Problem to solve: Rewrite all of the records below, switching every "point localization" to "interior point search" and leaving everything else unchanged.

Data for this exercise:
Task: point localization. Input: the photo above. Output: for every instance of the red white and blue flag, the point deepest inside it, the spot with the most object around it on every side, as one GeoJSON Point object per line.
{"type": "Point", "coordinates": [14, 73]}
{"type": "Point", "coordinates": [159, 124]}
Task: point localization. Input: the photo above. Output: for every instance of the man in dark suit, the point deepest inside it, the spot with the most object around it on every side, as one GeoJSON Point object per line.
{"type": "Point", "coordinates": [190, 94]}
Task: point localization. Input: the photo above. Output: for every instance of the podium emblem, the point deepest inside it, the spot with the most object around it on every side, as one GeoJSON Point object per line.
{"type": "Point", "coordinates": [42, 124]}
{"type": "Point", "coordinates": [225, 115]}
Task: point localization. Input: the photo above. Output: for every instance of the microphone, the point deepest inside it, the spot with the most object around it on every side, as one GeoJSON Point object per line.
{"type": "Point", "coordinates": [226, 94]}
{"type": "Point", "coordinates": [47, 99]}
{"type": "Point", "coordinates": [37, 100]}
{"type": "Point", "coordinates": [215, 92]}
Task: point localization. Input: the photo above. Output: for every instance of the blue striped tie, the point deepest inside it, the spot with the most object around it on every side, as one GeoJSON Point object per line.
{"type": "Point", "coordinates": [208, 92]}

Finished task:
Task: interior point search. Input: the photo above. Output: for every instance of the red white and blue flag, the point deepest inside it, the spot with the most object around it on every side, as one GeoJSON Point object per line.
{"type": "Point", "coordinates": [14, 73]}
{"type": "Point", "coordinates": [159, 124]}
Task: interior point search. Input: the photo above. Output: for every instance of the man in dark suit, the point deepest inside it, the spot with the most object around it on every side, as one GeoJSON Point object per line.
{"type": "Point", "coordinates": [190, 94]}
Task: interior point search. Input: the photo above. Output: for every instance of the podium emblem, the point deepest inside it, the spot with the most object around it on every side, as one GeoJSON Point object per line.
{"type": "Point", "coordinates": [42, 124]}
{"type": "Point", "coordinates": [225, 115]}
Task: interior point search. Input: the photo above. Output: for every instance of the microphone, the point deepest inside it, the spot with the most object around it on every side, as one GeoJSON Point object per line.
{"type": "Point", "coordinates": [226, 94]}
{"type": "Point", "coordinates": [47, 99]}
{"type": "Point", "coordinates": [37, 100]}
{"type": "Point", "coordinates": [215, 92]}
Task: interior point search. Input: the photo above. Output: for every instance of the blue striped tie, the point deepest inside it, the spot with the most object around it on every side, as one GeoJSON Point object per line.
{"type": "Point", "coordinates": [208, 92]}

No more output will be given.